● **Given problem**: From the rows below, extract every line that contains the string "tree".

● **Records**:

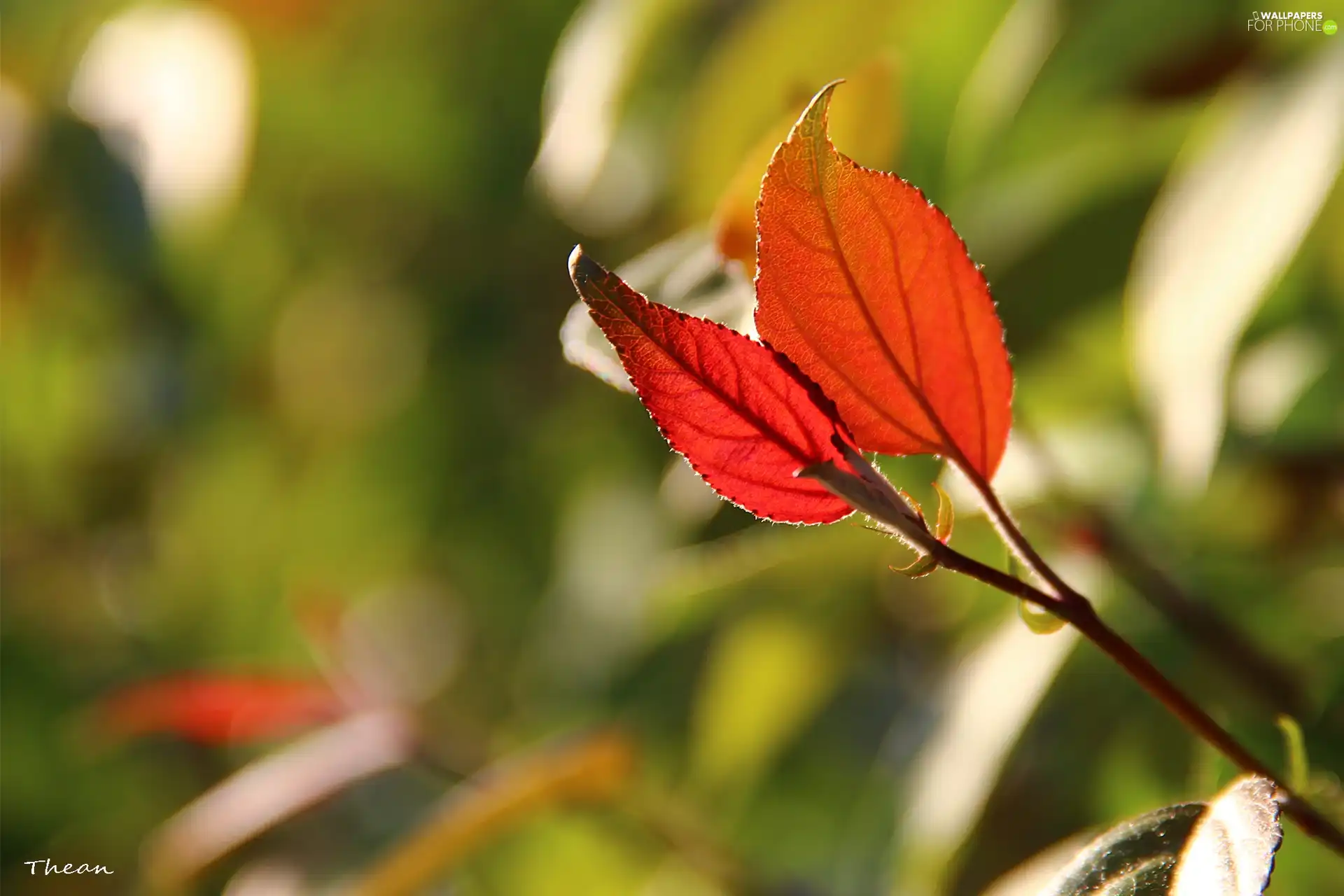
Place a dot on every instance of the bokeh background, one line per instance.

--

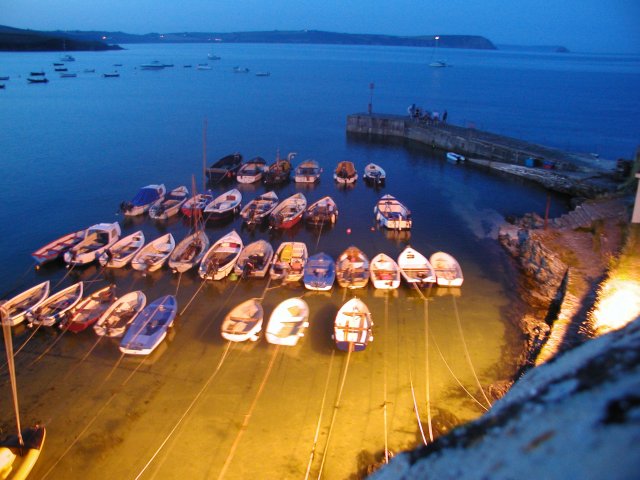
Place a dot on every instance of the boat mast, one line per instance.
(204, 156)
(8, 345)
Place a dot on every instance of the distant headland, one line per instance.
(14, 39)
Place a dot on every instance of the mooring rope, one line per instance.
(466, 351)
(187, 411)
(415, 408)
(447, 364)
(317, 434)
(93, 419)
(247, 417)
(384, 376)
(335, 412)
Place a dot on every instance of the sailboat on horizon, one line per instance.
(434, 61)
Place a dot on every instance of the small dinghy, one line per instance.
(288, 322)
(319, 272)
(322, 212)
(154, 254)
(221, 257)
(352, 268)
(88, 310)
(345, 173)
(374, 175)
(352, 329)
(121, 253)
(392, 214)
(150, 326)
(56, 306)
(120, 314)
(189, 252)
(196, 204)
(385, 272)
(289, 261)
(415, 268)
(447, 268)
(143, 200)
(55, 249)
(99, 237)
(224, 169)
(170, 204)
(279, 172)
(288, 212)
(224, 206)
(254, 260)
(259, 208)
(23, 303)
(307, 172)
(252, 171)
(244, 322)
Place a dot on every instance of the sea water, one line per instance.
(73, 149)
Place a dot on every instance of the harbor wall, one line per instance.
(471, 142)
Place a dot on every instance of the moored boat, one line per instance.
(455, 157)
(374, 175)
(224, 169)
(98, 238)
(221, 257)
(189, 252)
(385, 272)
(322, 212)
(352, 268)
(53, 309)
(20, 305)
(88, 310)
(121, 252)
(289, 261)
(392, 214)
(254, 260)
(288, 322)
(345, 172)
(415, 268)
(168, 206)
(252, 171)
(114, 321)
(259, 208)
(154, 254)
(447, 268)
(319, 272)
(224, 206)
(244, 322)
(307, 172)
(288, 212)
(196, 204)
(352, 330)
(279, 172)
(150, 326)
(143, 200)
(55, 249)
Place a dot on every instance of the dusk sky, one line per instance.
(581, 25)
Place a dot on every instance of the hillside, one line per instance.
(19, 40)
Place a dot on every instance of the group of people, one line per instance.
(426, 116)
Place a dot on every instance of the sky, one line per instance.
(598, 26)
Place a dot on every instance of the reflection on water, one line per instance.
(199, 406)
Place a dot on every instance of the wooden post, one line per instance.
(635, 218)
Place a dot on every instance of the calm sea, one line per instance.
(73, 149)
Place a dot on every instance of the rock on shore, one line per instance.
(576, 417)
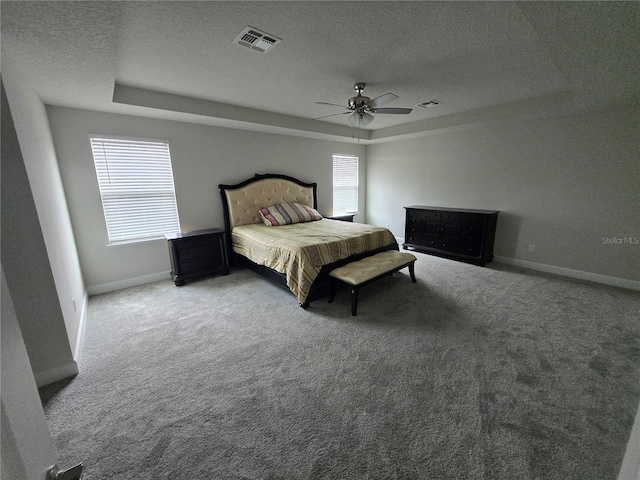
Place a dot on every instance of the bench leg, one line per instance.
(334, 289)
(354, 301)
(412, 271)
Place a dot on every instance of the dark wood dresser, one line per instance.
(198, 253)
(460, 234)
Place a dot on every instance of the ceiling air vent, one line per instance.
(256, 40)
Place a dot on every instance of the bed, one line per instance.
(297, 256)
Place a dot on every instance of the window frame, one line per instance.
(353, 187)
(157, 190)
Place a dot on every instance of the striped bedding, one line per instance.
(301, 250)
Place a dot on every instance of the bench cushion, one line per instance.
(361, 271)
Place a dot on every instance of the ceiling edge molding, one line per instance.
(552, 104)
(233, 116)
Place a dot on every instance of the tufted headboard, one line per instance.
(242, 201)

...

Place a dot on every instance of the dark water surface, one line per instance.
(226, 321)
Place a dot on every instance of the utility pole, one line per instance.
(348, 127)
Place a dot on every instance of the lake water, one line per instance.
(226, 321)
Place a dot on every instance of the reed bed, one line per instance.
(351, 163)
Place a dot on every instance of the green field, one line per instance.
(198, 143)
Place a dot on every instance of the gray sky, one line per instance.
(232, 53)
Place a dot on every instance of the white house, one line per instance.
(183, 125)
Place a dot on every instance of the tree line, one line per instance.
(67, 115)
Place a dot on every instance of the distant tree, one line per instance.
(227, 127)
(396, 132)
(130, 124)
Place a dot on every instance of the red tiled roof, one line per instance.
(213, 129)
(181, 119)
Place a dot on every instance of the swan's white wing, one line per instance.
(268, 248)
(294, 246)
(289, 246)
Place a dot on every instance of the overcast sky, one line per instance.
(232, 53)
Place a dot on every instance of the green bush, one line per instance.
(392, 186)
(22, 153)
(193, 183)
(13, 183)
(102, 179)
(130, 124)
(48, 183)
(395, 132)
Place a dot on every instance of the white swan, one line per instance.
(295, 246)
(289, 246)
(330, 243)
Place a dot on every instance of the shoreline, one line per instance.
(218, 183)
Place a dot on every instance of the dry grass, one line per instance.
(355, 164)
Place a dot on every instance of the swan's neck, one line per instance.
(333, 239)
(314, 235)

● **Written response**:
Place a dot on every instance of the tree line, one line per instance.
Place a dot on every instance of the distant tree, one line per instance.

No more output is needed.